> [What is being asked]:
What follows is a set of entries. Repeat them exactly, but not their pictures.

> [Dataset]:
= = =

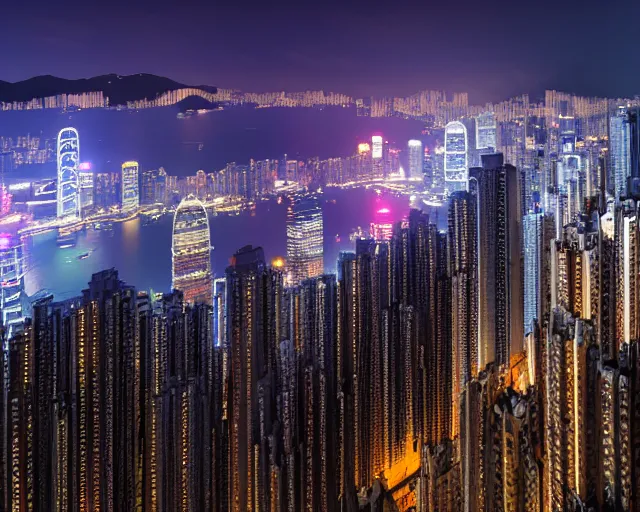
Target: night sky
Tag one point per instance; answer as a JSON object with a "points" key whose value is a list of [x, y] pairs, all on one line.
{"points": [[490, 49]]}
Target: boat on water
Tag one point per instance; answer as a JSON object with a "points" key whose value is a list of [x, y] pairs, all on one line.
{"points": [[67, 240], [103, 226]]}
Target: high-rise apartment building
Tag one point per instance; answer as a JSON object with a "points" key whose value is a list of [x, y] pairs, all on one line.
{"points": [[456, 156], [305, 240], [191, 252], [13, 302], [129, 187], [620, 150], [153, 187], [499, 239], [68, 158], [416, 159]]}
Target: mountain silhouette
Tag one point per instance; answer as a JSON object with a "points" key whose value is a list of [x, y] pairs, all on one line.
{"points": [[118, 88]]}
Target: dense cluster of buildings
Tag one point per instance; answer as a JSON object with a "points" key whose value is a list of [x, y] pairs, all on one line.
{"points": [[492, 365]]}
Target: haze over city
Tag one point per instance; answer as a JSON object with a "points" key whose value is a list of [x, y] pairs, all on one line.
{"points": [[321, 257], [491, 50]]}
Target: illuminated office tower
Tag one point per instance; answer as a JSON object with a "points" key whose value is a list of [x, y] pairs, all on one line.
{"points": [[486, 132], [219, 312], [304, 238], [416, 159], [628, 279], [532, 228], [191, 252], [85, 185], [456, 164], [382, 227], [130, 198], [464, 299], [634, 138], [620, 150], [201, 184], [499, 215], [376, 147], [12, 273], [68, 158], [377, 156], [254, 312]]}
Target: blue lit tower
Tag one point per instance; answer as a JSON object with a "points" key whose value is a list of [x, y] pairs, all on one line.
{"points": [[619, 149], [68, 159], [191, 260], [12, 274], [532, 226], [416, 159], [455, 156], [129, 185], [304, 238], [634, 140]]}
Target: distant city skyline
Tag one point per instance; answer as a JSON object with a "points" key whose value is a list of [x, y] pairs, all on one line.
{"points": [[368, 49]]}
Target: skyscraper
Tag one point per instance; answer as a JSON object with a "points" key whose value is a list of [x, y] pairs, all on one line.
{"points": [[634, 138], [382, 226], [153, 186], [191, 252], [68, 199], [85, 186], [129, 187], [486, 131], [463, 268], [532, 226], [455, 156], [416, 158], [620, 150], [304, 238], [500, 293], [12, 272], [254, 309]]}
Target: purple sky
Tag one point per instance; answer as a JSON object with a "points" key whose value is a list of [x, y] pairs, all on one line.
{"points": [[492, 49]]}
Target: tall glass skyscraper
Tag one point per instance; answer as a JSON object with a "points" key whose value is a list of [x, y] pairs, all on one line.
{"points": [[85, 187], [532, 224], [129, 185], [499, 217], [191, 252], [416, 159], [304, 238], [620, 150], [455, 156], [486, 131], [68, 200], [12, 272]]}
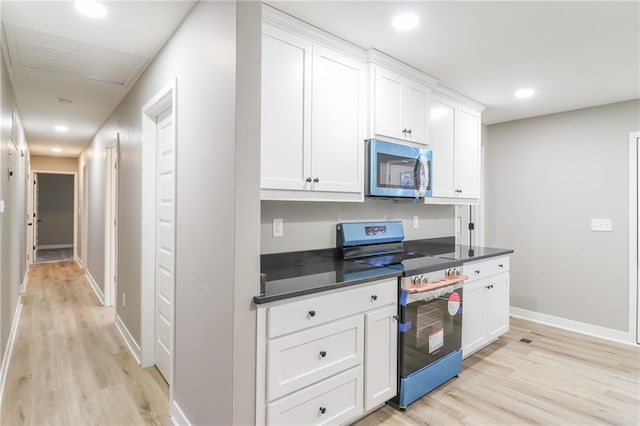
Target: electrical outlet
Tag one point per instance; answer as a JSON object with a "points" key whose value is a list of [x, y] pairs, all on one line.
{"points": [[278, 227]]}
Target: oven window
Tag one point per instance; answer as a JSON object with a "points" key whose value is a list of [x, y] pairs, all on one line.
{"points": [[436, 331], [397, 172]]}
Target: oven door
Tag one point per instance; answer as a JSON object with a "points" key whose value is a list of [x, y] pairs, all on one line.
{"points": [[430, 328], [397, 170]]}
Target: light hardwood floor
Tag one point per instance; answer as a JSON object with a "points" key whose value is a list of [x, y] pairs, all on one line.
{"points": [[70, 365], [560, 378]]}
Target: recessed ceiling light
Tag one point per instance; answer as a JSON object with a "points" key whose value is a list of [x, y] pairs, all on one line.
{"points": [[91, 8], [405, 22], [525, 93]]}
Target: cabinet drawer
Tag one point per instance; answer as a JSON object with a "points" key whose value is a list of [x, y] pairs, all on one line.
{"points": [[300, 359], [313, 311], [334, 401], [486, 268]]}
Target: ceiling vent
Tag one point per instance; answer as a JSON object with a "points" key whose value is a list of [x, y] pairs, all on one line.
{"points": [[40, 51]]}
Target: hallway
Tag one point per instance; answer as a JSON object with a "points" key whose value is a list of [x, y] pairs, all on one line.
{"points": [[69, 364]]}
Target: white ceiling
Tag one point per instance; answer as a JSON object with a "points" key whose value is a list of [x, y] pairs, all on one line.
{"points": [[53, 51], [574, 54]]}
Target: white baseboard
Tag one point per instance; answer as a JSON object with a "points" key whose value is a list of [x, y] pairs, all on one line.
{"points": [[52, 246], [575, 326], [25, 280], [131, 343], [94, 286], [6, 359], [177, 415]]}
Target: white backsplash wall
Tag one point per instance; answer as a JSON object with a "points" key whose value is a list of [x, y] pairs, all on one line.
{"points": [[312, 225]]}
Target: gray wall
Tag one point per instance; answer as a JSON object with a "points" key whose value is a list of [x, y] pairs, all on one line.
{"points": [[546, 177], [312, 225], [13, 192], [55, 209], [215, 321]]}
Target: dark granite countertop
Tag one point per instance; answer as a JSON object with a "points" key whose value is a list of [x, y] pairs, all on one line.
{"points": [[286, 275]]}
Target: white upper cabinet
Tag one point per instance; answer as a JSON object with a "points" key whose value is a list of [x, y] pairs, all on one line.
{"points": [[455, 140], [443, 120], [338, 117], [313, 120], [467, 154], [285, 146], [400, 106]]}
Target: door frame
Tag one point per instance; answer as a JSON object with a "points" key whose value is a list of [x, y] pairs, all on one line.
{"points": [[111, 216], [634, 236], [34, 172], [163, 99]]}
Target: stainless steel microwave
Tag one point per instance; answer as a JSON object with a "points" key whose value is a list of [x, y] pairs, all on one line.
{"points": [[396, 170]]}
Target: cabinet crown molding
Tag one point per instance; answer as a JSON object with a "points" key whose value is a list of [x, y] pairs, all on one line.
{"points": [[294, 25], [457, 97], [377, 57]]}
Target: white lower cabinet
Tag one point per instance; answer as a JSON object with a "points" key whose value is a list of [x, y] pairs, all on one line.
{"points": [[486, 305], [320, 363], [381, 348]]}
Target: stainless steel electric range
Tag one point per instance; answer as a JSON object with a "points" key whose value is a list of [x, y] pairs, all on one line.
{"points": [[430, 296]]}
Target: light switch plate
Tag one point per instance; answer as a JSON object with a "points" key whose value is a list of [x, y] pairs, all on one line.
{"points": [[601, 225], [278, 227]]}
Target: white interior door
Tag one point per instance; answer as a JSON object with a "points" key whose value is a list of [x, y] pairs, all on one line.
{"points": [[36, 217], [165, 247]]}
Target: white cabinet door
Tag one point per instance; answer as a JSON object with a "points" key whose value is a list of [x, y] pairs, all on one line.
{"points": [[286, 110], [467, 154], [388, 103], [497, 300], [416, 111], [443, 131], [474, 317], [381, 347], [337, 137]]}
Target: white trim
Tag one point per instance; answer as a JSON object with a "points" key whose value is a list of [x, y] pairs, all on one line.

= = =

> [Response to the task]:
Target: night sky
Tag one point per instance; answer as a JSON object with a "points" key whose value is a list of [x, y] pairs, all on one line.
{"points": [[490, 49]]}
Target: boat on water
Tag one point per instance; answer as a JSON object with a "points" key whose value is a list of [x, y] pairs, all on one line.
{"points": [[67, 240], [103, 226]]}
Target: high-rise apartment building
Tag one point per instance; answer as a JSON object with a "points" key whose value is a list of [x, y] pairs, all on one line.
{"points": [[456, 156], [305, 240], [191, 252], [13, 302], [129, 187], [620, 150], [153, 187], [499, 239], [68, 158], [416, 159]]}
Target: mountain silhouette
Tag one point per instance; answer as a JSON object with a "points" key whose value is a list of [x, y] pairs, all on one line.
{"points": [[118, 88]]}
Target: dense cluster of buildings
Tag one point per instance; answer as a JSON object with a "points" key whose value is a list of [x, y] pairs, all on one line.
{"points": [[492, 365]]}
Target: haze over city
Tag one point per instance; answer as a JSON object with a "points" key whose value is a list of [x, y] pairs, all on one line.
{"points": [[321, 257], [491, 50]]}
Target: illuminated office tower
Tag one point per instance; answer as a JSON object with a "points" key whose value is a list of [x, y] pairs, all on one line.
{"points": [[486, 132], [219, 312], [304, 238], [416, 159], [628, 279], [532, 228], [191, 252], [85, 185], [456, 164], [382, 227], [130, 198], [464, 299], [634, 138], [620, 150], [201, 184], [499, 215], [376, 147], [12, 273], [68, 158], [377, 156], [254, 312]]}
Target: blue lit tower
Tag one point per instance; answer as a JSON object with a "points" key whose value is a list of [x, y] pairs, all on one line.
{"points": [[619, 149], [68, 159], [191, 260], [12, 274], [532, 226], [416, 159], [455, 156], [129, 185], [304, 238], [634, 140]]}
Target: distant city skyline
Tag one point per instance; answer as a JSON object with a "points" key whose value is a list of [x, y] pairs, all on one line.
{"points": [[368, 49]]}
Target: skyscraper
Tag one point per instance; answer as a JSON object with a "points" key whose value is a list of [x, y] pairs, all on one line.
{"points": [[634, 138], [382, 226], [153, 186], [191, 252], [68, 199], [85, 186], [129, 187], [486, 131], [463, 268], [532, 226], [455, 156], [416, 158], [620, 150], [304, 238], [500, 293], [12, 272], [254, 309]]}
Target: purple sky
Tag one point per instance; answer as a JSON object with a "points" key whose value is a list of [x, y] pairs, all on one line.
{"points": [[492, 49]]}
Target: tall glass skyscraper
Tag one point per instance; answer as a JSON object with a "points" key whose value is a list of [x, y] pairs, all on one line.
{"points": [[85, 187], [532, 224], [129, 185], [499, 217], [191, 252], [416, 159], [304, 238], [620, 150], [455, 156], [486, 131], [68, 200], [12, 272]]}
Target: electrical outlet
Tag one point per instance; answer as a JSON object with a "points" key whose value is a list of [x, y] pairs, all on one line.
{"points": [[278, 227]]}
Target: oven window
Tag one point per instance; answer as a JSON object with a "points" key whose value is a list of [x, y] pairs, all on one line.
{"points": [[436, 331], [397, 172]]}
Target: oven door
Tag one point per instance; answer as a JSON object with a "points" key whose value is a list of [x, y] pairs, all on one line.
{"points": [[430, 328], [397, 170]]}
Target: light hardwood floor
Tag one point per instance; answer as a JSON object with a "points" key whose value is a list of [x, y] pairs, all on one line.
{"points": [[70, 365], [560, 378]]}
Target: recessed ceiling light
Tag one point per instance; answer as a JSON object with a "points" key whose value is a list of [x, y] pairs, all on one line.
{"points": [[91, 8], [405, 22], [525, 93]]}
Target: cabinet drawer
Tag one point per instance; answer as a JSON object with a "points" key whose value is a list of [x, y] pairs, all on one line.
{"points": [[300, 359], [313, 311], [334, 401], [486, 268]]}
Target: ceiling vent
Tag one point per instance; answer as a JSON object with a "points" key whose value is a list of [x, y] pairs, all on one line.
{"points": [[40, 51]]}
Target: hallway
Tag one point per instance; answer as a JSON object with a "points" key whose value is a list of [x, y] pairs, all on one line.
{"points": [[69, 364]]}
Target: white ceiling
Tag one point per instance; answer as a JSON object with a "points" key whose value is a list of [x, y] pairs, all on one line.
{"points": [[53, 51], [574, 54]]}
Target: white baseboard
Tag one point per instance; answer as a JSON object with a "points" key whose value is a list of [x, y] pairs, all on one line.
{"points": [[52, 246], [575, 326], [25, 280], [131, 343], [94, 286], [6, 359], [177, 415]]}
Target: white backsplash wall
Tag one point per instance; answer as a JSON object with a "points" key whose value is a list of [x, y] pairs, all on one line.
{"points": [[312, 225]]}
Target: gray wall
Tag one point per instance; answer as a JSON object with a "points" key whose value is a list of [x, y] pairs, all on one line.
{"points": [[546, 177], [312, 225], [13, 192], [55, 209], [215, 321]]}
Target: dark granite countertop
Tag one point per instance; answer as a JSON object with a "points" key whose value is a list of [x, y] pairs, all on one line.
{"points": [[286, 275]]}
Target: white upper cabinet
Tag one point per instance; answer as a JSON object with a "points" key whose value is a list of [x, y] pairs, all on one line.
{"points": [[455, 140], [443, 120], [338, 117], [313, 120], [467, 154], [285, 146], [400, 106]]}
Target: door frame
Tag one point per instance; answer as a JSON object with a "points" key whose value is a list of [x, y] pairs, all on one line.
{"points": [[111, 216], [634, 236], [34, 172], [163, 99]]}
Target: stainless steel microwave
Tag one point per instance; answer as a JSON object with a "points" key whose value is a list of [x, y] pairs, all on one line.
{"points": [[396, 170]]}
Target: cabinet crown molding
Tag one point per instance; answer as a JSON object with a "points" key whose value is a list of [x, y] pairs, all on one line.
{"points": [[294, 25], [457, 97], [377, 57]]}
Target: white lower cabinet
Tag one point per instance; answer as a JSON object with a "points" key whose value is a list of [x, y] pairs, all on one line.
{"points": [[486, 305], [320, 363], [381, 348]]}
Target: stainless steel electric range
Tag one point per instance; answer as a JSON object with a "points" key whose value is a list of [x, y] pairs, all on one line.
{"points": [[430, 296]]}
Target: light switch plate
Tag one point per instance; answer as a JSON object with a "points" key whose value is a list of [x, y] pairs, all on one line.
{"points": [[601, 225], [278, 227]]}
Target: white interior door
Tag one point per instance; answer as a JSON object with a "points" key whose value is a list of [x, y] pairs, all on one line.
{"points": [[36, 217], [165, 247]]}
Target: white cabinet door
Tag one point per instance; answer as a JSON object with a "points" key whose value is a list of [x, y] pairs, all on one line.
{"points": [[286, 110], [467, 154], [388, 103], [497, 300], [416, 111], [443, 131], [474, 317], [381, 347], [337, 137]]}
Target: white trim
Tag one point per instance; answer as a JSON object with a "points" key whose value is a list of [x, y] pairs, all on one line.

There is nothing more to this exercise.